DOCUMENT TEXT:
────

The Spring Field School has taken off at the Turkana Basin Institute at South Turkwel. Students have started exploring the ecology of the area.

Understanding ecology involves an appreciation of the vegetation. Students have been conducting vegetation surveys to learn about the density, patterns and relationships between plants at TBI. We have been spending time looking at plants and insects. The students have been walking around and taking frequent stops in the shade to talk about the amazing life and processes that we are experiencing and studying.

Students learning about ecology under the precious shade of an Acacia tortilis tree

TBI is currently dry, but covered with beautiful, ripening Aristida grass. All this grass is a result of the good rains experienced last year.

Aristida grass ripens like a field of wheat beneath the Acacia trees at TBI

Studying the vegetation involved going out and measuring and counting species along transects and in quadrats.

Here are some photos of the students at work.

────

DATA RECORDS:
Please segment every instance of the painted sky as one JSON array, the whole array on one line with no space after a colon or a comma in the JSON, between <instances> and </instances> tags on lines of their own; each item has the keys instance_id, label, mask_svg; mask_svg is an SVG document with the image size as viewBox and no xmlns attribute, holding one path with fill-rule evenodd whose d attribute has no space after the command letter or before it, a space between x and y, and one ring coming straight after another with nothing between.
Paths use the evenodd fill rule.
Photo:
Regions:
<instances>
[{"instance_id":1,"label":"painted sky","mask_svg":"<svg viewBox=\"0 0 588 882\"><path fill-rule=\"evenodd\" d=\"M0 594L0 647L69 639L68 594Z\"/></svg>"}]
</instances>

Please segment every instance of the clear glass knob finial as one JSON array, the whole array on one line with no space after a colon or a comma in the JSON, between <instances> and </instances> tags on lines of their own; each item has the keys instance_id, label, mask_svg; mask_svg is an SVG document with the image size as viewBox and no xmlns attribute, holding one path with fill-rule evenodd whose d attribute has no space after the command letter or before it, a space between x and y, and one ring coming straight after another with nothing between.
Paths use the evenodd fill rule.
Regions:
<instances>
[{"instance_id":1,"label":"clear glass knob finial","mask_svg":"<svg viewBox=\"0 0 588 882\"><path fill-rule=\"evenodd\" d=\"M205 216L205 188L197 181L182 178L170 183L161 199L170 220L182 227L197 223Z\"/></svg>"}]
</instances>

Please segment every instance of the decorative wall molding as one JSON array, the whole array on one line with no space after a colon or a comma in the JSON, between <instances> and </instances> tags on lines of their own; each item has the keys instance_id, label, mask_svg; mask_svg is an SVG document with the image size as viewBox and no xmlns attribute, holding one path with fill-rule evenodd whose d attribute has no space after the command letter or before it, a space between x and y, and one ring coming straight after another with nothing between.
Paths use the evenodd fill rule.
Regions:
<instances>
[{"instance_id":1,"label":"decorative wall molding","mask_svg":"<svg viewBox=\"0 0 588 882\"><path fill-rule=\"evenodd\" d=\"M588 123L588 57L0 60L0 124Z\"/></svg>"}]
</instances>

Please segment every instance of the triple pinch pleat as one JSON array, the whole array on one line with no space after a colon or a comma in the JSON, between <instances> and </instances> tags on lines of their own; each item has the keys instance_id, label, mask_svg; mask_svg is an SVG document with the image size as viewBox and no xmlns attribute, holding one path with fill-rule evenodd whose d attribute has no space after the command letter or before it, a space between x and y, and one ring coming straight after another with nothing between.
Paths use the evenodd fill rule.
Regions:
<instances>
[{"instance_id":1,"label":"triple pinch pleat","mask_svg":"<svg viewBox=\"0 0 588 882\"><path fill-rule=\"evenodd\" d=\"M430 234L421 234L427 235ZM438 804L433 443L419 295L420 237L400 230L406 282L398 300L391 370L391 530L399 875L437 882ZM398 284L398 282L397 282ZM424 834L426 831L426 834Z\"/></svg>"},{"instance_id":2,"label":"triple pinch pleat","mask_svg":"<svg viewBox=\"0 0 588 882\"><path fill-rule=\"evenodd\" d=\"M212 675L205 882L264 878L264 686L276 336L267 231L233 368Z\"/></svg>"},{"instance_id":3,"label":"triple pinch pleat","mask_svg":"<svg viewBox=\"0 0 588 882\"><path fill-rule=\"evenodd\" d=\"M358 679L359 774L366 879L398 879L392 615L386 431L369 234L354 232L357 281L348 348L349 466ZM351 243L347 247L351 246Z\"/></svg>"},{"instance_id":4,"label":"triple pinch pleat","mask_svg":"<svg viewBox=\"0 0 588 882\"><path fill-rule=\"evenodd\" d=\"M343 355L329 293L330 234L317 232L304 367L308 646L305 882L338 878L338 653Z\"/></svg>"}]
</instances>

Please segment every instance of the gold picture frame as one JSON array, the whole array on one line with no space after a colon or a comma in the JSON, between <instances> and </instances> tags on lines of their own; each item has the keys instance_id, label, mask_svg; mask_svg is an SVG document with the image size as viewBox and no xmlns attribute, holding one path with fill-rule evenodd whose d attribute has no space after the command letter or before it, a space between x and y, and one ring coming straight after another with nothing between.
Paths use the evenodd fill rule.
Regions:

────

REQUIRED ACTIONS:
A. State only the number of lines in the listing that contain the string "pinch", counting matches where case agrees.
B. Pick up the account of the field school at the Turkana Basin Institute right after its last sentence and keep writing it.

EXPECTED OUTPUTS:
A. 2

B.
TBI students lay out their transects to study the vegetation

 

Eunice and Hanna measuring out their first transect

 

Kim and Sarah counting plants along their transect

 

Digser carefully counting plants along a transect

We found an interesting difference between the area within TBI (which is protected from grazing by goats) and the surrounding area, which is over-grazed by goats. Grazing appears to have a significant impact on the number of individual plants surviving along transects.

There were almost twice as many healthy adults and seedlings of Indigofera spinosa, one of the most common and important plant species in the desert and bush of Turkana. We also found that there are many more pods on Indigofera bushes inside the TBI compound. This suggests that over-grazing has impacts on not just the presence and abundance of plants, but also on their ability to reproduce…

Healthy Indigofera pods at TBI

More from the Spring Field School shortly.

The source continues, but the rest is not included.